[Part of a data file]
↓↓↓

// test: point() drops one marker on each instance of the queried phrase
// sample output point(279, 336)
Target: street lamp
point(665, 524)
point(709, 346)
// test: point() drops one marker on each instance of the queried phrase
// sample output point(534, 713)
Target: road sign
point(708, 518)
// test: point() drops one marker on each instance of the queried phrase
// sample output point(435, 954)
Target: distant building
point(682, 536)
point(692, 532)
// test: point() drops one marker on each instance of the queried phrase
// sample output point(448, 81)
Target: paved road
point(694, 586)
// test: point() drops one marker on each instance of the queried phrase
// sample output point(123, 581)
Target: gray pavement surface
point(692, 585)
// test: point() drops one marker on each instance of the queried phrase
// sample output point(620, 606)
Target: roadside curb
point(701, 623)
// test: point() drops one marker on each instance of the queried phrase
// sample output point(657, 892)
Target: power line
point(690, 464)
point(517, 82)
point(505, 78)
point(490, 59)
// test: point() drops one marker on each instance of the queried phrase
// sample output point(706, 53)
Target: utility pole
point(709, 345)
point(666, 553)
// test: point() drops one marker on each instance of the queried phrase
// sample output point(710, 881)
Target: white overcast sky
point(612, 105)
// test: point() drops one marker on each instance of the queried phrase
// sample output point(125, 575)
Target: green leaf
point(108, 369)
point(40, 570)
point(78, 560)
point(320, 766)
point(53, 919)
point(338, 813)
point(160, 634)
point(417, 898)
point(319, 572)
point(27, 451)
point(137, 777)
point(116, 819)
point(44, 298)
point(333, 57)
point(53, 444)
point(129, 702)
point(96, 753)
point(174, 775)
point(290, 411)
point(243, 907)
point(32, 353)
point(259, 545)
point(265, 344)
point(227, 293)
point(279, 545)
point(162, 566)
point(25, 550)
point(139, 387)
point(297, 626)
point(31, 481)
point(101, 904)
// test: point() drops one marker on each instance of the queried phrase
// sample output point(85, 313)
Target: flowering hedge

↑↑↑

#### EXERCISE REQUIREMENTS
Reproduce every line of the data above with no changes.

#### THE COMPLETED TASK
// test: point() drops one marker on each instance of the queried phrase
// sample output point(279, 336)
Target: street lamp
point(665, 524)
point(709, 346)
// test: point() drops one marker on each instance of the queried phrase
// sample output point(534, 713)
Target: road sign
point(708, 518)
// test: point() drops one marker on each instance of the queried phrase
// sample output point(435, 954)
Target: distant building
point(682, 536)
point(692, 532)
// test: point() drops one marker on each instance of the queried phrase
// sample output point(448, 81)
Target: paved road
point(694, 586)
// test: point() drops one marker on each instance of the queried phrase
// sample output point(123, 581)
Target: gray pavement surface
point(692, 585)
// test: point() drops one marker on each instance of the queried phrase
// sample output point(620, 606)
Target: roadside curb
point(701, 623)
// test: point() drops one marker on each instance of the queried phrase
// sample output point(657, 892)
Target: power line
point(690, 464)
point(517, 82)
point(505, 78)
point(490, 59)
// test: point() drops one marker on each instance of the queried phrase
// sample output point(706, 53)
Target: utility pole
point(709, 345)
point(666, 553)
// test: point() drops one marker on each instance of the queried phrase
// sample output point(710, 881)
Target: white overcast sky
point(612, 105)
// test: point() drops one marker on each instance of the queried phrase
// sample output point(125, 575)
Target: green leaf
point(108, 369)
point(40, 570)
point(78, 560)
point(320, 766)
point(53, 919)
point(338, 813)
point(160, 634)
point(417, 898)
point(319, 572)
point(27, 451)
point(137, 777)
point(116, 819)
point(44, 298)
point(333, 57)
point(53, 444)
point(129, 702)
point(96, 753)
point(174, 775)
point(290, 411)
point(243, 907)
point(32, 353)
point(259, 545)
point(265, 344)
point(227, 293)
point(279, 545)
point(162, 566)
point(25, 550)
point(139, 387)
point(297, 626)
point(31, 481)
point(101, 904)
// test: point() drops one marker on each instance of the queried phrase
// sample output point(85, 313)
Target: flowering hedge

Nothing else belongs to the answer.